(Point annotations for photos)
-- begin --

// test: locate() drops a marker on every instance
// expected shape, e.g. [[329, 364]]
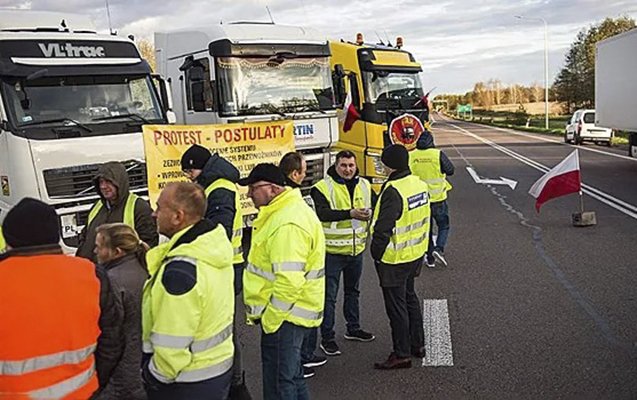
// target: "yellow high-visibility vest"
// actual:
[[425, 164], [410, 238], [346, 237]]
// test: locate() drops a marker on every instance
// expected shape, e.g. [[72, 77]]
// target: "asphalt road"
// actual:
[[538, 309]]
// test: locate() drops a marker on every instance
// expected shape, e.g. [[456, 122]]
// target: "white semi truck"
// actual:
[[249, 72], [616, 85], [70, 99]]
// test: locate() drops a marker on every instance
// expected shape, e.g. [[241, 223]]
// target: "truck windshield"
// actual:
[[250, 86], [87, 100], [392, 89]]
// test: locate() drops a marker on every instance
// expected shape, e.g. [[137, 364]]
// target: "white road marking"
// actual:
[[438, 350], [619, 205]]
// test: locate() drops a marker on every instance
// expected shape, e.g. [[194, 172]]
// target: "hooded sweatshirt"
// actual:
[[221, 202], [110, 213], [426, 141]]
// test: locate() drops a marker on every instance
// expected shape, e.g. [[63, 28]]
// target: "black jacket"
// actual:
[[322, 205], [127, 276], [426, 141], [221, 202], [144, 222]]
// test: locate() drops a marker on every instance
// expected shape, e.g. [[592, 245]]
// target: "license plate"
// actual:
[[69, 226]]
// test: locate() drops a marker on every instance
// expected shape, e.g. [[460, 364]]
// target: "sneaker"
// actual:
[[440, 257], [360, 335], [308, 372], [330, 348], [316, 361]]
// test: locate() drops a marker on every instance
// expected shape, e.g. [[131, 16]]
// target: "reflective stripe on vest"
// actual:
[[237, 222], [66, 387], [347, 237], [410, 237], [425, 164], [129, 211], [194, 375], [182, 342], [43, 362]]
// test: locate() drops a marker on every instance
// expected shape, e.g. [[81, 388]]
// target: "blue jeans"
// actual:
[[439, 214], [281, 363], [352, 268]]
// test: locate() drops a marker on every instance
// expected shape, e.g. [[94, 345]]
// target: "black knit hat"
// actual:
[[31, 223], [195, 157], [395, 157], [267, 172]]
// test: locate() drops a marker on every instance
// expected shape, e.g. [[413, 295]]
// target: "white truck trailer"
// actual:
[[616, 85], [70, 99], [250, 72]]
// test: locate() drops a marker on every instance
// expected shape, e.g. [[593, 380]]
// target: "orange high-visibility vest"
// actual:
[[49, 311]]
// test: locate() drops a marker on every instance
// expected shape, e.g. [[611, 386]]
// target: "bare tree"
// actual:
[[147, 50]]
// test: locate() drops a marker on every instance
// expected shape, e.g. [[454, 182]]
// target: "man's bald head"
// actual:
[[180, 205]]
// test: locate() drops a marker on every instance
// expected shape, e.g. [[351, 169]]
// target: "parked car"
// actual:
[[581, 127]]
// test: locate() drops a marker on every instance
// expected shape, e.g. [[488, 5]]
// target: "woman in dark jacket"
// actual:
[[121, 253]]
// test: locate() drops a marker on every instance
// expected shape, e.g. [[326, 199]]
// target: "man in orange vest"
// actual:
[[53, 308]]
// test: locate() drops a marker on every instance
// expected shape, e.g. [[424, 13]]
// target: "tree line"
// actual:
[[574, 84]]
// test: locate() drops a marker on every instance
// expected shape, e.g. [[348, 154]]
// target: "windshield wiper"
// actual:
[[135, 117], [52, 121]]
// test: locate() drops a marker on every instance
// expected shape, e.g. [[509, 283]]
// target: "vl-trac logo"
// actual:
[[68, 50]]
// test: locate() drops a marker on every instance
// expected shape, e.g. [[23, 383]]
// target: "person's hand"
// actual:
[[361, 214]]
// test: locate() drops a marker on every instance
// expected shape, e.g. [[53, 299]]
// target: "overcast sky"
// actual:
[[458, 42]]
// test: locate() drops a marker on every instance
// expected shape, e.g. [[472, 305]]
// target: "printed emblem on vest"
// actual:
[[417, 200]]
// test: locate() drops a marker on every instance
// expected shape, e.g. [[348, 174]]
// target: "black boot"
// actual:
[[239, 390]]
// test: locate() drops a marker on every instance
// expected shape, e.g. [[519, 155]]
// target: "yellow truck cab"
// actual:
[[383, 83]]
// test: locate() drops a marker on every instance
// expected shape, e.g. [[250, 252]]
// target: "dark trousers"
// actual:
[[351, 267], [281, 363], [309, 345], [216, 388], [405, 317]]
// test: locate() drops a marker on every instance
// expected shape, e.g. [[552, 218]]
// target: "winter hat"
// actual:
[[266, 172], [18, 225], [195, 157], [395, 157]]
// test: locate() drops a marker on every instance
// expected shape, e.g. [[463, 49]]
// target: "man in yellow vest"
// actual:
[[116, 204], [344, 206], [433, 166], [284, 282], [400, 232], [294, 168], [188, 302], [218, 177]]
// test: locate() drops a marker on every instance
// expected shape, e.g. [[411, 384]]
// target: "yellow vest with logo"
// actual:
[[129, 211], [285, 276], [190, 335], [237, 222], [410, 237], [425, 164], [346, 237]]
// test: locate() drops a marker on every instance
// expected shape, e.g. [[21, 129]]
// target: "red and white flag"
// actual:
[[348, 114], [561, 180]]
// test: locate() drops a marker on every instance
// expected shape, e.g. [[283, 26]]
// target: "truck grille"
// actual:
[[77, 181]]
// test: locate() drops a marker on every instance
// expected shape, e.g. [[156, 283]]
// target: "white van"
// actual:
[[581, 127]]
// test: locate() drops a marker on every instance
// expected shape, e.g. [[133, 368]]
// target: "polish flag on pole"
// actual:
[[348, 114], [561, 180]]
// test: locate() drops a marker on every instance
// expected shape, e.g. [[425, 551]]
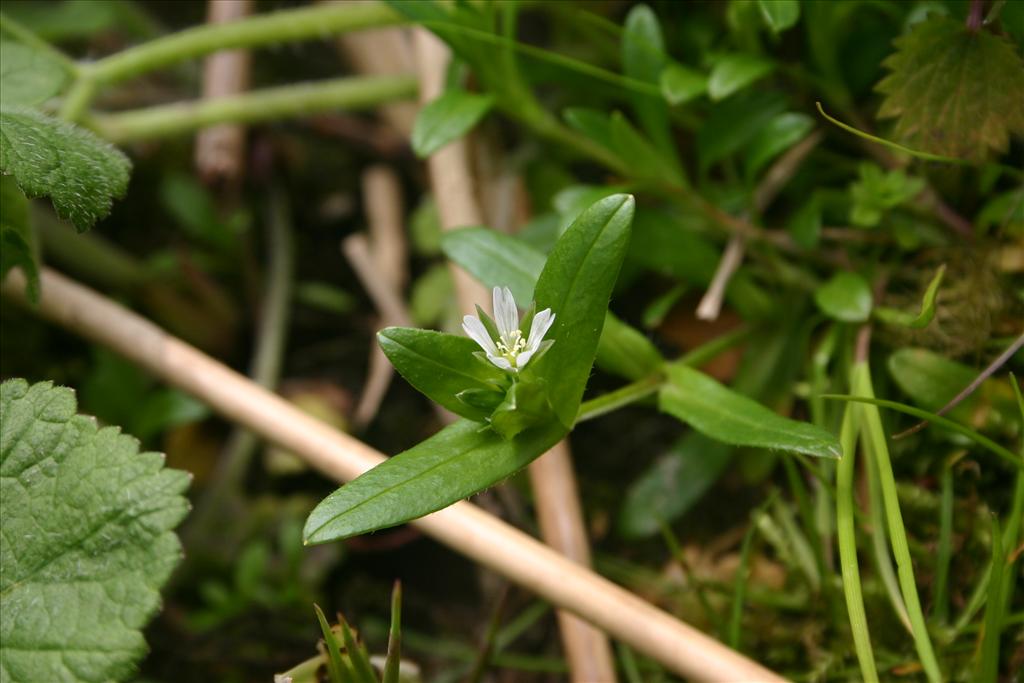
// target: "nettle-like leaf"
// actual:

-- end --

=== Exercise goal ===
Return each line of the material above that contains the string "flag".

=== Solution for this task ===
// target: "red and white flag"
// target: "polish flag on pole"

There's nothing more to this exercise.